▸ **Consigna y requisitos**:
Responda brevemente, con base en el texto sobre la mentira política:
(a) Según la cita inicial, ¿en qué se apoyaba la mentira política tradicional?
(b) ¿En qué momento de 2019 se retiraba de la Casa Rosada el gobierno mencionado?
(c) ¿Cuáles son los dos primeros nombres con que se designa a la fuerza política cuya arquitectura gubernamental/electoral se describe?

Por Carlos Caramello.-
«Mientras que la mentira política tradicional se apoyaba en el secreto, la mentira política moderna ya no esconde nada tras de sí, sino que se basa, paradójicamente, en lo que todo el mundo conoce»
Jacques Derrida
Se sorprendería, Jaques Derrida, si viese la evolución de esa mentira en política, instalada definitivamente por aquel gobierno que, allá por los estertores de 2019, retiraba petates, funcionarios y amanuenses de la Casa Rosada y demás edificios del Ejecutivo nacional. Se sorprendería porque habían transformado ese “lo que todo el mundo conoce” en “lo que todo el mundo sabe pero ignora”, oxímoron si lo hay que, no obstante, define con puntillosidad la arquitectura gubernamental/electoral de Cambiemos, o Juntos por el Cambio, o Juntos Más o Menos, o Correte porque te Carpeteo, o como vaya a llamarse en los próximos años.

▸ **Datos proporcionados**:
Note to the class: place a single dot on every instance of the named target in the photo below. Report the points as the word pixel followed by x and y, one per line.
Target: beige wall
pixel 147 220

▸ **Solución del ejercicio**:
(a) En el secreto.
(b) En los estertores de 2019.
(c) Cambiemos y Juntos por el Cambio.